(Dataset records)
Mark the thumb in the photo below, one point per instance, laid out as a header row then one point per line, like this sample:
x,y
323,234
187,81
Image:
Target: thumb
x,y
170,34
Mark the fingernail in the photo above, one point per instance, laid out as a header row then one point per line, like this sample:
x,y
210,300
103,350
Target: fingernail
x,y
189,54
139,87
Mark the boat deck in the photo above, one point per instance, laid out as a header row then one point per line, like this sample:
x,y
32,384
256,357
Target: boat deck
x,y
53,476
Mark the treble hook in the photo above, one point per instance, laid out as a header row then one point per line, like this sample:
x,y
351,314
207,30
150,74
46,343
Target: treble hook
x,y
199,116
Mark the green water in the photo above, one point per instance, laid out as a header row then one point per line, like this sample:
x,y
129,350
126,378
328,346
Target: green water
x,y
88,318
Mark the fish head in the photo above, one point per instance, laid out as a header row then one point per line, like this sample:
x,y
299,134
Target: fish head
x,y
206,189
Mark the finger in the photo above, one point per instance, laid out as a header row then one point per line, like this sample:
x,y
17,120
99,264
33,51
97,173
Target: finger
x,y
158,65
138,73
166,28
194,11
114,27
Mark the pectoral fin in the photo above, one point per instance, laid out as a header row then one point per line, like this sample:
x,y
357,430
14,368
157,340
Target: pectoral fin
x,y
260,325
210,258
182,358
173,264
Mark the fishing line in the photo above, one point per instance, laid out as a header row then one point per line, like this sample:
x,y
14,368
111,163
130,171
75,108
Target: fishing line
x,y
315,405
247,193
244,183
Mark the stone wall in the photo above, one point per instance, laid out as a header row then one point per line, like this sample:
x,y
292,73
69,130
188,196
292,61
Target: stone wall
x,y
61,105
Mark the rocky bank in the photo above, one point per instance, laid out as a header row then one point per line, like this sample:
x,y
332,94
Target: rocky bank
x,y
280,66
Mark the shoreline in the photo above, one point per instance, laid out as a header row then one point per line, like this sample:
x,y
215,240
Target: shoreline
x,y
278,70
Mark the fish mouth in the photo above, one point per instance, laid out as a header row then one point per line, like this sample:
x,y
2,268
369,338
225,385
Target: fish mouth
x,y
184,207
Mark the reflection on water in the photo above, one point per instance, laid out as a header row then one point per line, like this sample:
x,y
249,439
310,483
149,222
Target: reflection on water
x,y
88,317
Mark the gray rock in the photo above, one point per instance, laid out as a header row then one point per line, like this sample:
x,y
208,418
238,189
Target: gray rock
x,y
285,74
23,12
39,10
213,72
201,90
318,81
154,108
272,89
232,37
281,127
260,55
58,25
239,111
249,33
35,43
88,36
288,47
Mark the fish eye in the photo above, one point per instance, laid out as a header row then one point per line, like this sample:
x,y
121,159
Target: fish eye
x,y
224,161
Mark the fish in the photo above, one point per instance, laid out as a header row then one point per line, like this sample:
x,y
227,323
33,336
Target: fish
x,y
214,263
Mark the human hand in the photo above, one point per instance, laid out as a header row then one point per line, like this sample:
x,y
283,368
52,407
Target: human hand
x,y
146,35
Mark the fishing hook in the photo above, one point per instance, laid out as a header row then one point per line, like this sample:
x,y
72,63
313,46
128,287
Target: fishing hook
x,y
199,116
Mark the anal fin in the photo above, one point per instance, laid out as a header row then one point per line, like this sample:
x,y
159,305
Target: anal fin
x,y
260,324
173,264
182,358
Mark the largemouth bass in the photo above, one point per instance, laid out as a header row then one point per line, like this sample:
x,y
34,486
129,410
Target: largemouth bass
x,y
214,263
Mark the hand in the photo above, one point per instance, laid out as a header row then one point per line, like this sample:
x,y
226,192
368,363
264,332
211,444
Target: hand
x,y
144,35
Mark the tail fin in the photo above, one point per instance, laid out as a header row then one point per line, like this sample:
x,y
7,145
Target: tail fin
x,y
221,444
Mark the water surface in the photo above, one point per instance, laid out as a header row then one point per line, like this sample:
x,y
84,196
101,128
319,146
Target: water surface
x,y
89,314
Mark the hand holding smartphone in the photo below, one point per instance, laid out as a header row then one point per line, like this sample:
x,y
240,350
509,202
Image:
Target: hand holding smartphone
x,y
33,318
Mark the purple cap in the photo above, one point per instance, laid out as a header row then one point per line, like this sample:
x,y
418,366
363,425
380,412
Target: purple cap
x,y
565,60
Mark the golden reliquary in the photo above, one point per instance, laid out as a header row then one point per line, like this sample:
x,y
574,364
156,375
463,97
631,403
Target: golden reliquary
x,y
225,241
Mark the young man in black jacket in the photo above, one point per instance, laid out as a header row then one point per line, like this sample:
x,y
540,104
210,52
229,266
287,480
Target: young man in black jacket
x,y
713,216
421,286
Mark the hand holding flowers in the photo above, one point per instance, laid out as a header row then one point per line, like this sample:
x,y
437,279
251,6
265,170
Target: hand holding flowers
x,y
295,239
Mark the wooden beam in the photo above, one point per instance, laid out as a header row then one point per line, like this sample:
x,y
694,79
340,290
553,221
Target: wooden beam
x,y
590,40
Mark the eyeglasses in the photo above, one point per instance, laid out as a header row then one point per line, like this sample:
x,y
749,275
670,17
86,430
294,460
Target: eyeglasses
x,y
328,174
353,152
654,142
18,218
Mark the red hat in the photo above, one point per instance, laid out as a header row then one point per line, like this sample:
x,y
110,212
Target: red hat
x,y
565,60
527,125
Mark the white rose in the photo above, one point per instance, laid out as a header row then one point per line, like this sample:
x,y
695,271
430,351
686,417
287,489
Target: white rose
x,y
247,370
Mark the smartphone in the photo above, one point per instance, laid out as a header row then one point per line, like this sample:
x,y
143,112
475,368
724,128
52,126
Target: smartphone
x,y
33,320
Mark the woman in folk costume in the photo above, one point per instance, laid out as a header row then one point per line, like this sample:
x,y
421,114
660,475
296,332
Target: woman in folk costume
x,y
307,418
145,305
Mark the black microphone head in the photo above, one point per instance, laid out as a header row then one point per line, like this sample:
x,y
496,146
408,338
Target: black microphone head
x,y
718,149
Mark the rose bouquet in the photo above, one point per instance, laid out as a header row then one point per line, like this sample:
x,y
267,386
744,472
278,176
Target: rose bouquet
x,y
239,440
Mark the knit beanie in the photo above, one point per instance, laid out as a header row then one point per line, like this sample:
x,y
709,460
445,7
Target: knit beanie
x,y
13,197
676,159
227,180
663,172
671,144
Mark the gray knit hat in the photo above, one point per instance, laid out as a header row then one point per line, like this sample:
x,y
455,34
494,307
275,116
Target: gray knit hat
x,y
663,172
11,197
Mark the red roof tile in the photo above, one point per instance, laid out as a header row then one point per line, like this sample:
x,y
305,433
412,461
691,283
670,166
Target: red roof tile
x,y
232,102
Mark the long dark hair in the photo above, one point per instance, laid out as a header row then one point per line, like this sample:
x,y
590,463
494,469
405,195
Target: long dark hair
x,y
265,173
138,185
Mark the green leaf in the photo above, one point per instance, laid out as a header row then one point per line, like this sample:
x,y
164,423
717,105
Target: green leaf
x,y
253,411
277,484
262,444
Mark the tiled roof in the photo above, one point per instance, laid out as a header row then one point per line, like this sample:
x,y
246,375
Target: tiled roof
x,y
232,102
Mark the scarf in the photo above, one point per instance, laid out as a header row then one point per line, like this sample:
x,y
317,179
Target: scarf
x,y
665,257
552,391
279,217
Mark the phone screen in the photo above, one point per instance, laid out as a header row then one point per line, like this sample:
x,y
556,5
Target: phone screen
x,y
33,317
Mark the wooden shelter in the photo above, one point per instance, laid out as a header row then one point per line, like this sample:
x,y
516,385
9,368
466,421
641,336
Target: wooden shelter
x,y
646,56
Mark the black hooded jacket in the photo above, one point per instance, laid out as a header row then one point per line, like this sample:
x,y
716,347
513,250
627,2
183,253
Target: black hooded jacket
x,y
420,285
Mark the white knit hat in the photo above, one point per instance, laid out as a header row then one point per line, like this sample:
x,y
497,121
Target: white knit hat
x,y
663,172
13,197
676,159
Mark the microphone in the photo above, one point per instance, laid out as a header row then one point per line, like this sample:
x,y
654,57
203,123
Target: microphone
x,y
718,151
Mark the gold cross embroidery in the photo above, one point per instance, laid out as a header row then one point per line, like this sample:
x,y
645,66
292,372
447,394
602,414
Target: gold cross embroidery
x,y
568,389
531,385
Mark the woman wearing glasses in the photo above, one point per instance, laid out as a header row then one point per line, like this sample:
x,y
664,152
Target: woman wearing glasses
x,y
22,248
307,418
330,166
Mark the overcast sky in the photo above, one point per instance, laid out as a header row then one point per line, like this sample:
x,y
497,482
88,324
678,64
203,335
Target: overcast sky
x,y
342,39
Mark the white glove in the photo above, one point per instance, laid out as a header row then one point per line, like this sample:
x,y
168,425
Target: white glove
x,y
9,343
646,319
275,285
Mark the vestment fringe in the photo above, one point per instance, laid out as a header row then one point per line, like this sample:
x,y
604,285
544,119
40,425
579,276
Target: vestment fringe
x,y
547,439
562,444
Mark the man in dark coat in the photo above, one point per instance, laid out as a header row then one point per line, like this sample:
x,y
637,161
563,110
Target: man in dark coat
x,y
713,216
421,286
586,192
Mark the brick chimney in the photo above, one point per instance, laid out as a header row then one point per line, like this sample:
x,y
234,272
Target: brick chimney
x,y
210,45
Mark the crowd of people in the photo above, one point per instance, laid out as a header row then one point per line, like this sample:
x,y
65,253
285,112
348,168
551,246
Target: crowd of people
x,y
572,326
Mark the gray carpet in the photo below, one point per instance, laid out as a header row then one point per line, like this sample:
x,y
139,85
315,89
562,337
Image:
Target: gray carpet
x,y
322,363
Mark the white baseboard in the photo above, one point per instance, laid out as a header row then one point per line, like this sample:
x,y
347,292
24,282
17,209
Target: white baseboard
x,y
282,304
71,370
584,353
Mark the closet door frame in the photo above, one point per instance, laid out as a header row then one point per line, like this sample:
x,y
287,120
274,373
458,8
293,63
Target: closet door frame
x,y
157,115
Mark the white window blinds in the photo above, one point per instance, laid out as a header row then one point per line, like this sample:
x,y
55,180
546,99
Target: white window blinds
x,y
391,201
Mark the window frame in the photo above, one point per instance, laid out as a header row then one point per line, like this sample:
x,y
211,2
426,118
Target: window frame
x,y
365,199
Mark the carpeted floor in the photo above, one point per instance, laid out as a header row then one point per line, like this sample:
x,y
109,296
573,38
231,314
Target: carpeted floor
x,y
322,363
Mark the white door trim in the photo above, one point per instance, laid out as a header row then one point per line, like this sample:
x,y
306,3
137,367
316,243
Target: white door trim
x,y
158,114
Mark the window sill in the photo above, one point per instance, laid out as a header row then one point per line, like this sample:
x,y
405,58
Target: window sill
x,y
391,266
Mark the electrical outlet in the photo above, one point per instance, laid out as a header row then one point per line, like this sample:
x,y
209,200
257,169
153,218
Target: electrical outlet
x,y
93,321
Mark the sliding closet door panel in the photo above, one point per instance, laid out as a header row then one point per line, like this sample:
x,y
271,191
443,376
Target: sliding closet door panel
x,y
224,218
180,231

REQUIRED WORK >>
Read the lines above. Gather those in which the string "below" is found.

SOLUTION TO THIS EXERCISE >>
Mark the thumb in the photo below, one point per instance, laid out as a header row then one point per line, like this sample:
Mark the hand holding smartphone in the photo below, one point per instance, laid out as a header row then one point per line, like this sample:
Mark the gray carpet in the photo below, one point per instance, laid out as a header row then one point per line, like this sample:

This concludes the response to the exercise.